→ **Stated exercise 1**:
Translate this sentence from the symphony broadcast schedule into Spanish: "A suite of orchestral dances by Bach rounds out this diverse and delightful evening of music."

→ **Reading text**:
■ ■ ■ ■ ■ ■ ■
Broadcasts of the 2006-2007 77th season for the Waterloo-Cedar Falls Symphony Orchestra will be heard usually on the last Sunday of the month, 11:00 a.m. to 1:00 p.m. The concerts, under the baton of Music Director Jason Weinberger, (left) are recorded by KUNI in the Gallagher-Bluedorn Performing Arts Center on the campus of the University of Northern Iowa in Cedar Falls (unless noted). Here's the 2006-07 schedule.

Check the broadcast schedule on KHKE.

Listings updated 8/9/06.
 

2006-2007 Season on KUNI!
Typically, the last Sunday of each month, 11:00 a.m to 1:00 p.m.

Oct. 8, 2006--Concert recorded Sept. 17, 2006: Three's Company/Chamber Music/Hear Music Director Jason Weinberger on clarinet and WCFSO Principal Cello Jonathan Chenoweth with special guests in an afternoon of chamber music trios. Among the selections will be Beethoven’s delightful trio, the earliest known work for the combination of clarinet, cello, and piano as well as the suite from Stravinsky’s The Soldier’s Tale in the composer’s intimate arrangement for clarinet, violin, and piano. This concert of trios is completed by the jazzy and neo-classical Concerto a tre for clarinet, violin, and cello by the superb and under-recognized American composer Ingolf Dahl.

Oct. 29, 2006--Concert recorded Oct. 7, 2006: From Russia with Love/Nadja Salerno-Sonnenberg/The Washington Post calls her “One of the few classical artists who must be experienced in person.” One of the most important figures in the music world, Nadja Salerno-Sonnenberg joins the WCFSO for a thrilling performance of Tchaikovsky’s soaring Violin Concerto. This exciting event also features one of Igor Stravinsky’s most colorful and evocative ballet scores, Petrouchka. Hear the virtuosic musicians of the WCFSO as you never have before in this magical and haunting dance of folklore and passion.

Nov. 26, 2006--Concert recorded Nov. 11, 2006: A Heavenly Voice/Classical Concert/The WCFSO’s exploration of the great symphonist Gustav Mahler under the direction of Music Director Jason Weinberger continues with this performance of the Fourth Symphony. Widely viewed as the composer’s most accessible work, the Fourth seems attuned to the sounds and sensations of nature, an element of the performance that should dovetail with the vivid air and color of fall in the Midwest. Soprano Courtenay Budd, who the San Francisco Classical Voice calls “a real find…with a gorgeous liquid high range”, will join the orchestra for the final movement of Mahler’s symphony as well as one of the great American works for voice and orchestra, Samuel Barber’s heartfelt depiction of his childhood in Knoxville: Summer 1915. A suite of orchestral dances by Bach rounds out this diverse and delightful evening of music.
■ ■ ■ ■ ■ ■ ■
→ **Material for the task**:

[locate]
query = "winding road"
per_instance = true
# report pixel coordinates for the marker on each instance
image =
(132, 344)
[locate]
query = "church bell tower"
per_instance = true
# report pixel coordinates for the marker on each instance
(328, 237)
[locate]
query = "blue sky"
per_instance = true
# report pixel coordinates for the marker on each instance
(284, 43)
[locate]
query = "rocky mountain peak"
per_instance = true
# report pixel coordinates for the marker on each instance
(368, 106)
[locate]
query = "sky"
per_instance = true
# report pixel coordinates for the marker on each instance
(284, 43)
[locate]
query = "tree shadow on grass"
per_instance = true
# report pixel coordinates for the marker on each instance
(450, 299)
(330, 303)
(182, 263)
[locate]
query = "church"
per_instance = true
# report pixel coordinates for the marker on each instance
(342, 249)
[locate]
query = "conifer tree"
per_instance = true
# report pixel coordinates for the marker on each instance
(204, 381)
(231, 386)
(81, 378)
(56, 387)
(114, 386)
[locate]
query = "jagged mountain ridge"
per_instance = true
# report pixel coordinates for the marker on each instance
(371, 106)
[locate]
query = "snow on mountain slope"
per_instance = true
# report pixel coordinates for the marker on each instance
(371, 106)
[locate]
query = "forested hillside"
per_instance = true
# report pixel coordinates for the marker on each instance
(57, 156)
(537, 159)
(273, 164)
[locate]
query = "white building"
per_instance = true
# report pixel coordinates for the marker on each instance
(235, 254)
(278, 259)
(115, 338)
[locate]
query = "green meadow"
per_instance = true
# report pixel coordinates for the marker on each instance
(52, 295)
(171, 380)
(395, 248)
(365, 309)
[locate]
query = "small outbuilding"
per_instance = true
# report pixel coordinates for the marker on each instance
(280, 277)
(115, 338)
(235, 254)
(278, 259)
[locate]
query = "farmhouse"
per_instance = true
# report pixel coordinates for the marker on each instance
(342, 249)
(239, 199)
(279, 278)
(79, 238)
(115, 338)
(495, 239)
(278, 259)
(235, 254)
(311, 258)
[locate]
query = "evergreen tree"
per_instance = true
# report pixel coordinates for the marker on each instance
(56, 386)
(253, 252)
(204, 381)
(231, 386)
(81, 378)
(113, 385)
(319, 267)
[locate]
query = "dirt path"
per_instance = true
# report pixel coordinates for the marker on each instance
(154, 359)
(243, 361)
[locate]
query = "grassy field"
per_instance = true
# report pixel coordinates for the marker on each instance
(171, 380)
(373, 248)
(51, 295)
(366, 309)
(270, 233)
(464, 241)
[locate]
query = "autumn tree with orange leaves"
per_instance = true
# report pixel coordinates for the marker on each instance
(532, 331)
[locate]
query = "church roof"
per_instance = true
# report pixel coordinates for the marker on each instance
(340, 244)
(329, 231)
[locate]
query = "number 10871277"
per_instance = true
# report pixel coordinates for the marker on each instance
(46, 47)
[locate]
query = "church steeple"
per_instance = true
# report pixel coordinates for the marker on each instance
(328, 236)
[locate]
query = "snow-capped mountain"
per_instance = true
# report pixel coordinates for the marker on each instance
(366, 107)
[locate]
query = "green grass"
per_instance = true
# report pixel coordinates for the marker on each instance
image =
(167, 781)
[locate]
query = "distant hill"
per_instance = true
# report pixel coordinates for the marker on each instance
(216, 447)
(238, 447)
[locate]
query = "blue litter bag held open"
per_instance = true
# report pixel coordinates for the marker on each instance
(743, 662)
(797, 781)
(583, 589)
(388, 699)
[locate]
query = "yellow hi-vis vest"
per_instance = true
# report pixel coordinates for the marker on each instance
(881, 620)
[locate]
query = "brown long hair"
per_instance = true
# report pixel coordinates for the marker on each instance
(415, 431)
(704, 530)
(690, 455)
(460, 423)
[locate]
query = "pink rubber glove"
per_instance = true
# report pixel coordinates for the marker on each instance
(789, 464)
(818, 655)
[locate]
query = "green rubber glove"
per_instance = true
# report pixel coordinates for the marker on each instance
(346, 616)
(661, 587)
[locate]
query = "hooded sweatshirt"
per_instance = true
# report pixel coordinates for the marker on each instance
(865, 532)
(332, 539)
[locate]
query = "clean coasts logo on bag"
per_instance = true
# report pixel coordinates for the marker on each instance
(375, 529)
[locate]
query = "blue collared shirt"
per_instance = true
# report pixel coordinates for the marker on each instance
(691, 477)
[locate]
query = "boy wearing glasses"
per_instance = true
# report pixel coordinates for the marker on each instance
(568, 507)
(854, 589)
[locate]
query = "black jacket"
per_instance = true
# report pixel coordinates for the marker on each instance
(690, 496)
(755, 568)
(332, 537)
■ ■ ■ ■ ■ ■ ■
→ **Stated exercise 2**:
How many lines of the records above contain the word "glove"? Reply with the number alone.

→ **Solution 1**:
Una suite de danzas orquestales de Bach completa esta velada musical diversa y encantadora.

→ **Solution 2**:
2